▼▼▼

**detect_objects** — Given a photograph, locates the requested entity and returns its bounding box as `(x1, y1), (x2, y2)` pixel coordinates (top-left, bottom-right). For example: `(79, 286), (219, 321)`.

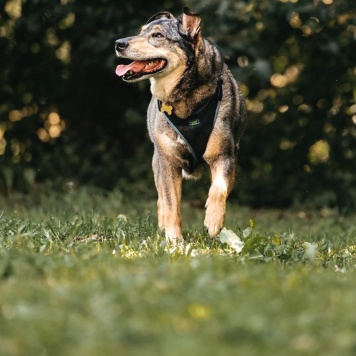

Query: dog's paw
(204, 205), (225, 237)
(166, 227), (183, 246)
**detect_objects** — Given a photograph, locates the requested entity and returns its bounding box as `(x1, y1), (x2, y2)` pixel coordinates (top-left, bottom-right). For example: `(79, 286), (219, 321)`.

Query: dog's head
(115, 7), (200, 82)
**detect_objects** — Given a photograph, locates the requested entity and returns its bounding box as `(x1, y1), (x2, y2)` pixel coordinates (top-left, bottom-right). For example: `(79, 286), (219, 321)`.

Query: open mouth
(115, 58), (167, 80)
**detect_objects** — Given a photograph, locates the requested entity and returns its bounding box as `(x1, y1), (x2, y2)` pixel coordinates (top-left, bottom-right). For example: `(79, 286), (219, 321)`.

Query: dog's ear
(179, 6), (201, 40)
(146, 11), (174, 25)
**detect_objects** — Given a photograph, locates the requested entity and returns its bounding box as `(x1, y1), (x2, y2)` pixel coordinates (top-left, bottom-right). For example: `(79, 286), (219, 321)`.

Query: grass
(0, 188), (356, 355)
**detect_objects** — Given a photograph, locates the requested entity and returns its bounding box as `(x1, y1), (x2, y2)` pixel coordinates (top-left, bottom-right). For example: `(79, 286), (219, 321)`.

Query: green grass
(0, 189), (356, 356)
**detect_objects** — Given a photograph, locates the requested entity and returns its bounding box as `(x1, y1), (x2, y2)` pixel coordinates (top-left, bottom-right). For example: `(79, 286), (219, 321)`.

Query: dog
(115, 7), (247, 244)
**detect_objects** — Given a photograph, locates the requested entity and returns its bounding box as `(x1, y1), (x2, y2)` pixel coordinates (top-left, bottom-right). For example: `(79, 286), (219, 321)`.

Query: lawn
(0, 188), (356, 356)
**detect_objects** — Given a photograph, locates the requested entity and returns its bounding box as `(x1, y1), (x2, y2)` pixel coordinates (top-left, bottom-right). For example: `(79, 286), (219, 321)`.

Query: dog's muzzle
(115, 38), (129, 52)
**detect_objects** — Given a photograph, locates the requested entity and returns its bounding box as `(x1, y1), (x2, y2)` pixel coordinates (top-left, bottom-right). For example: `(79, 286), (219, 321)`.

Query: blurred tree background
(0, 0), (356, 212)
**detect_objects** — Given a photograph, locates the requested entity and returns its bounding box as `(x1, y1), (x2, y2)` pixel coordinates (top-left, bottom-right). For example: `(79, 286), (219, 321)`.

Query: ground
(0, 188), (356, 355)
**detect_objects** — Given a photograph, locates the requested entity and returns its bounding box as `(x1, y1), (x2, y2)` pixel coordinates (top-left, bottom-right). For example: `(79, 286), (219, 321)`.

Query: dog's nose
(115, 38), (129, 51)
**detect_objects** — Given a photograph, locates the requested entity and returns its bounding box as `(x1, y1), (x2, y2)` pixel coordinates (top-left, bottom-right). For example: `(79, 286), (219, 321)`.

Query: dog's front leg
(154, 155), (182, 244)
(204, 157), (235, 237)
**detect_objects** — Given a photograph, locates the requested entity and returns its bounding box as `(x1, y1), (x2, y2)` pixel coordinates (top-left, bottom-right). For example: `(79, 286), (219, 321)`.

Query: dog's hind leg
(204, 157), (235, 237)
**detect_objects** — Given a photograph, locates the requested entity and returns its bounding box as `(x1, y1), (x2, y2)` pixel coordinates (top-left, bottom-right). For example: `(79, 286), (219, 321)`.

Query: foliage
(0, 186), (356, 355)
(0, 0), (356, 212)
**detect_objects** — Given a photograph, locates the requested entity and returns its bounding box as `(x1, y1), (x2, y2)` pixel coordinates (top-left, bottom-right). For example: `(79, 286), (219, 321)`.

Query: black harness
(157, 80), (223, 172)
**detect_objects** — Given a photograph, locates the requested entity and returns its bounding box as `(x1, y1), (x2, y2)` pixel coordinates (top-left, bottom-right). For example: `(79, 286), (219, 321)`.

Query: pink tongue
(115, 61), (146, 77)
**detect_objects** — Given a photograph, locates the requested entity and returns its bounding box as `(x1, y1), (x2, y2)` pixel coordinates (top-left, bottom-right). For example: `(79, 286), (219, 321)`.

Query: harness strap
(157, 79), (223, 172)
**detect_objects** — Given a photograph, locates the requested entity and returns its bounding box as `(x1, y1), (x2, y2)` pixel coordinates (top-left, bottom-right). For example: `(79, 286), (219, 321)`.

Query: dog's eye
(152, 32), (164, 38)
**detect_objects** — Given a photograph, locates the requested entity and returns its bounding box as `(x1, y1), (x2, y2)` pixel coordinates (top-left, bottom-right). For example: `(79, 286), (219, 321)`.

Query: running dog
(115, 7), (246, 244)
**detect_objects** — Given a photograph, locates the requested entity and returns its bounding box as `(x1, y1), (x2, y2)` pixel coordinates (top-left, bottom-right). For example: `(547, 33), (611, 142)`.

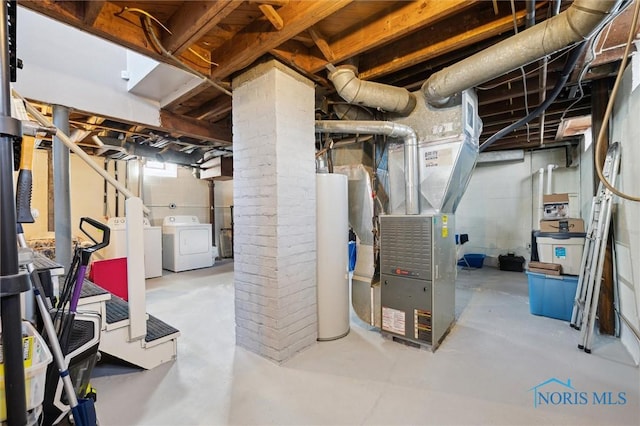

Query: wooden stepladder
(571, 142), (620, 353)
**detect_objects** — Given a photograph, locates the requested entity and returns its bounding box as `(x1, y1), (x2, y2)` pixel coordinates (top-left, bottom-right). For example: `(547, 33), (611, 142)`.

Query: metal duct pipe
(333, 104), (374, 121)
(124, 142), (203, 166)
(422, 0), (619, 105)
(547, 164), (558, 194)
(329, 65), (416, 115)
(525, 0), (536, 28)
(97, 137), (204, 166)
(316, 120), (420, 214)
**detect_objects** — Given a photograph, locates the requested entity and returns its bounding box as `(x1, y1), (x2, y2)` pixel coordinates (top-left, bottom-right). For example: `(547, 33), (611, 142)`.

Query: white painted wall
(142, 166), (211, 226)
(24, 149), (126, 238)
(13, 7), (160, 126)
(612, 54), (640, 363)
(214, 180), (233, 253)
(456, 148), (581, 265)
(24, 149), (209, 246)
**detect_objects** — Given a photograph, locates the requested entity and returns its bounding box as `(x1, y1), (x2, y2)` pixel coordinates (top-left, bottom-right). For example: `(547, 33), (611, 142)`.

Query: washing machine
(100, 217), (162, 278)
(162, 216), (213, 272)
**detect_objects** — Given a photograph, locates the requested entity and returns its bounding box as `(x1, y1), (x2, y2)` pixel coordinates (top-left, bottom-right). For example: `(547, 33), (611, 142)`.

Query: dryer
(162, 216), (213, 272)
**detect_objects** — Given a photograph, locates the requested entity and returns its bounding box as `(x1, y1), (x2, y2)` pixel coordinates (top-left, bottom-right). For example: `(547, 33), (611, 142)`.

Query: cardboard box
(540, 218), (584, 232)
(542, 194), (569, 220)
(529, 261), (562, 276)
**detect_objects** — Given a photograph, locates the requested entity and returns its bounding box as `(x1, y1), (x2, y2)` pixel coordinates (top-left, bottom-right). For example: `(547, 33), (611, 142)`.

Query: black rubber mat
(80, 278), (109, 299)
(144, 315), (179, 342)
(33, 252), (62, 270)
(105, 295), (129, 324)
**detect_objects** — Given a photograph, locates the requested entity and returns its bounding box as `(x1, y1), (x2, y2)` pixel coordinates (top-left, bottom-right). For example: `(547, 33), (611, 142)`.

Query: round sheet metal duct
(316, 120), (420, 214)
(329, 65), (416, 115)
(422, 0), (619, 105)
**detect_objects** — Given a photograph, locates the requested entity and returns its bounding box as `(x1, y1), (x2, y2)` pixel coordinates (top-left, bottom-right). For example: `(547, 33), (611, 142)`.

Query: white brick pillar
(233, 60), (317, 362)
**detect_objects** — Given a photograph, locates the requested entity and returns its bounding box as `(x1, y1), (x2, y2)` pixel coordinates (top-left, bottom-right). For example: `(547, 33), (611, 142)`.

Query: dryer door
(178, 228), (211, 256)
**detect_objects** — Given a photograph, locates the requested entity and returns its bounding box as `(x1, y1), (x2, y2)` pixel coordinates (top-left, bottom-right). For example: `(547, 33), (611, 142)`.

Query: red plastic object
(89, 257), (129, 300)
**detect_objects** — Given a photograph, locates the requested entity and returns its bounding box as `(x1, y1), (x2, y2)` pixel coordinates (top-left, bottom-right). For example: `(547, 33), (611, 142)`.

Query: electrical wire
(479, 41), (586, 152)
(142, 15), (232, 96)
(594, 0), (640, 202)
(511, 0), (535, 140)
(120, 7), (232, 96)
(120, 6), (218, 67)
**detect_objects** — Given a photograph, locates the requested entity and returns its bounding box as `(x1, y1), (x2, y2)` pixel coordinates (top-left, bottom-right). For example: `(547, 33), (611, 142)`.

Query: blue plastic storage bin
(527, 271), (578, 321)
(458, 253), (486, 268)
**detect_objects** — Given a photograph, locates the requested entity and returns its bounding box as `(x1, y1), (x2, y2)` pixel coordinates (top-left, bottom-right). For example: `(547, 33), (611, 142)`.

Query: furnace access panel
(380, 214), (456, 349)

▲▲▲

- [Aim]
Find every line in the records that contains the word "white", and copy each of those lines.

- [Complete answer]
Query: white painted wall
Query: white brick pillar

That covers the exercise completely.